> BRIEF
Starting at the line that has "Target: small rainbow flag" and stopping after the line that has "Where can you find the man wearing", reproduce the listing below exactly; omit everything else.

[Start of Attachment]

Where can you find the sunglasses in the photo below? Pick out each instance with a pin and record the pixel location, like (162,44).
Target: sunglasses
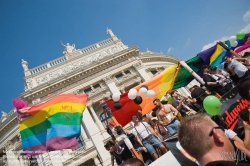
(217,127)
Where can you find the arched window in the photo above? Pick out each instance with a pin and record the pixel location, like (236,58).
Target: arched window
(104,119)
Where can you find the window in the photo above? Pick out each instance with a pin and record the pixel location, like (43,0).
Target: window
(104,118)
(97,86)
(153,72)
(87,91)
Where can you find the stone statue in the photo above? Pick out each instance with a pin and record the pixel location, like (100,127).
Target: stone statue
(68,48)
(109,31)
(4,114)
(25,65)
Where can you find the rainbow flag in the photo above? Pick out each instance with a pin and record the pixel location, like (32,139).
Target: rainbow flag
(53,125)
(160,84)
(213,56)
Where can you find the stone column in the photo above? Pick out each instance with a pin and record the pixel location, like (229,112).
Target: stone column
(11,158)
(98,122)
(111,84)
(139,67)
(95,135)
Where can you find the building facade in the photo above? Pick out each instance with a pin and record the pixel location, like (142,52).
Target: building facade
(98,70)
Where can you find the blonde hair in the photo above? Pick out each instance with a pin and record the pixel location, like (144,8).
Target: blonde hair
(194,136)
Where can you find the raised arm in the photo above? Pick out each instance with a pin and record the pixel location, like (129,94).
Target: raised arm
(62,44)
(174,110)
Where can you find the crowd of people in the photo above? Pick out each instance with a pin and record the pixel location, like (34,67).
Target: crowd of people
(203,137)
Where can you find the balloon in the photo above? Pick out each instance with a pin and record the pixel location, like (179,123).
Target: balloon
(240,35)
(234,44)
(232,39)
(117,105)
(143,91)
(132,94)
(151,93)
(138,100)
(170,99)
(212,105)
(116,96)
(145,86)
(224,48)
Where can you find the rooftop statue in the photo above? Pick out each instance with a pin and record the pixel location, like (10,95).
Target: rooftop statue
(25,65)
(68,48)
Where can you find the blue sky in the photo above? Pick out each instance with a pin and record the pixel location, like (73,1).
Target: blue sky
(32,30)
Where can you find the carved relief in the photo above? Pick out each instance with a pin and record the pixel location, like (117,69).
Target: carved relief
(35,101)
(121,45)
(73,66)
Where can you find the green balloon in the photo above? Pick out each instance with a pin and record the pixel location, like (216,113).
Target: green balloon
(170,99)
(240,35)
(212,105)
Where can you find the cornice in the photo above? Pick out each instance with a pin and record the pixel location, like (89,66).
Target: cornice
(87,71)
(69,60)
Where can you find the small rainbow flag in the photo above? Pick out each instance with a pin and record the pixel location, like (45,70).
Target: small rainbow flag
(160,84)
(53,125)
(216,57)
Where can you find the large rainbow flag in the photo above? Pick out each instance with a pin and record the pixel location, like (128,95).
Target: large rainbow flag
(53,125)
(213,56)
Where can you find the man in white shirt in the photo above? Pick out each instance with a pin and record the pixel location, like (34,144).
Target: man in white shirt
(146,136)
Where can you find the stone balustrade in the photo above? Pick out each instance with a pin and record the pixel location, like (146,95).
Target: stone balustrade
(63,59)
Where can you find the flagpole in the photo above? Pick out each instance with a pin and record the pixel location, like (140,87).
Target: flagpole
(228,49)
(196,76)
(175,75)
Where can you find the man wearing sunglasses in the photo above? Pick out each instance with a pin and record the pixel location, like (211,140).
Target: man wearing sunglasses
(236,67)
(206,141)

[End of Attachment]

> REPLY
Target: small rainbow flag
(160,84)
(53,125)
(216,57)
Where can you find the large rainbow flag in the photo above? Pick out each instance with a pin and record the pixel location, like (128,95).
Target: large rainbow flag
(53,125)
(213,56)
Where can you find the man in white shirt in the photo above? Pick out each instance with a pin and record the pixel location, like (34,144).
Target: man in white shirt
(146,136)
Where can you find the stone balustrade in the photo above? Pick out each instance with a pin and record the pixel location, like (146,95).
Target: stone balustrade
(63,59)
Where can you find the flagpole in the photo above? Pick out each instance with a pin and record the pixel location, like (140,87).
Target: flagpole
(228,49)
(196,76)
(175,75)
Where can you find the man wearing sunglasses in the photo above? Pick out each instance with a pin and record the pixel location, like (211,140).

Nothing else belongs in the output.